Referring expression data
####
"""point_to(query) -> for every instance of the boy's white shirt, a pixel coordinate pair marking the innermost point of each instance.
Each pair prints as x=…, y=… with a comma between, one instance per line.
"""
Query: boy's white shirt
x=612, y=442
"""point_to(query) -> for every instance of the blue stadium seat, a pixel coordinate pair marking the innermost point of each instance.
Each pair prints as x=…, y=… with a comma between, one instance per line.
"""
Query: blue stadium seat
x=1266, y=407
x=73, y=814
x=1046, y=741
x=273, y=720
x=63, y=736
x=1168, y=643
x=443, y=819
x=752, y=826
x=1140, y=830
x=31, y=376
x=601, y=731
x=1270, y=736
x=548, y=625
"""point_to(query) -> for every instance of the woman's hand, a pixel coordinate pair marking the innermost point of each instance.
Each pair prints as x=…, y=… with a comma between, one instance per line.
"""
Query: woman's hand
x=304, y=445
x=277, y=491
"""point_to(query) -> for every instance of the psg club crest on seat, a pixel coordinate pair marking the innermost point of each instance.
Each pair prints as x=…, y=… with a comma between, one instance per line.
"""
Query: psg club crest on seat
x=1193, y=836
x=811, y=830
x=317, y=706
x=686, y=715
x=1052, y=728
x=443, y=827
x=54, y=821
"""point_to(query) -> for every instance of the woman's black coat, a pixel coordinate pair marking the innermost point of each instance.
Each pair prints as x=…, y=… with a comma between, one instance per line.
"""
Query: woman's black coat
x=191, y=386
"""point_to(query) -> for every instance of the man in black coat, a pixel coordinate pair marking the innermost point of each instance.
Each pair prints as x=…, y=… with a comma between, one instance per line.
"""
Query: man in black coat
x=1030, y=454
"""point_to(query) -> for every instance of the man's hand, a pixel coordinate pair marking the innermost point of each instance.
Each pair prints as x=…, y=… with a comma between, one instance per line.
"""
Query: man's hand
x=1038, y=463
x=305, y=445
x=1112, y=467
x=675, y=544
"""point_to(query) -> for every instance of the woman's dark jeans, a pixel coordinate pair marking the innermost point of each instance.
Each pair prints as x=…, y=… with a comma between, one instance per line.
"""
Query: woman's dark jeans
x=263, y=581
####
▶ **TASK OBJECTIVE**
Look for the string "point" in the entries above. Copy every line that has it.

▶ **ANSWER SPACE**
"""point_to(query) -> for every instance of the boy's white shirt, a pixel coordinate pair marking the innermost point of each instance.
"""point_to(query) -> for every instance of the blue stadium seat, a pixel coordinate pair marking the innermost point of each instance.
"""point_to(query) -> for every instance of the woman's hand, a pixel coordinate pair marking the innermost point of each instance.
"""point_to(query) -> for every instance of the psg club crest on seat, a pixel coordinate pair marking the innermost point of each instance.
"""point_to(query) -> for every instance of the woman's black coat, a pixel coordinate pair marking the innermost point of each instance.
"""point_to(query) -> for every instance of the man in black coat, a pixel coordinate pair marking the innermost point of each instance.
"""point_to(query) -> for every instance of the man's hand, a pixel coordinate pair marking the innermost point of each instance.
"""point_to(query) -> for every instance of the woman's dark jeans, a pixel coordinate pair marking the innermost point of each instance.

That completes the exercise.